▶ _EXERCISE DETAILS_: Can you quote every one of the entries below word for word?
************
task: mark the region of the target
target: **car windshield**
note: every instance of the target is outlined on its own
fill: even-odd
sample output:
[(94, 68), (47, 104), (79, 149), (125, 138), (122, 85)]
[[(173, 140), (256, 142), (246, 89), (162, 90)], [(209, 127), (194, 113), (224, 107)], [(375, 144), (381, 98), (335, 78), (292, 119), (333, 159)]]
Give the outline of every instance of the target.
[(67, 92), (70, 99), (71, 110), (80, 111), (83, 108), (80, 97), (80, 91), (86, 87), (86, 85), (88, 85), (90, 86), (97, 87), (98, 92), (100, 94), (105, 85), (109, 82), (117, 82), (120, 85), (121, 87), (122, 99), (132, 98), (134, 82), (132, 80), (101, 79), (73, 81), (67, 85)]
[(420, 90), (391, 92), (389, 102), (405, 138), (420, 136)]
************
▶ _IN RESPONSE_:
task: mark the region of the target
target: **car windshield**
note: every instance of the target is outlined on its own
fill: even-odd
sample output:
[(94, 68), (47, 104), (79, 149), (125, 138), (122, 85)]
[[(173, 140), (256, 142), (246, 89), (162, 90)], [(209, 127), (194, 113), (224, 107)], [(375, 144), (381, 98), (335, 78), (292, 119), (333, 159)]]
Give the outline of every instance of the target.
[(67, 92), (70, 99), (71, 110), (80, 111), (83, 108), (80, 97), (80, 91), (86, 87), (86, 85), (88, 85), (90, 86), (97, 87), (98, 92), (100, 94), (105, 85), (109, 82), (117, 82), (120, 85), (121, 87), (122, 99), (132, 98), (134, 82), (132, 80), (101, 79), (73, 81), (67, 85)]
[(420, 90), (391, 92), (389, 102), (405, 138), (420, 136)]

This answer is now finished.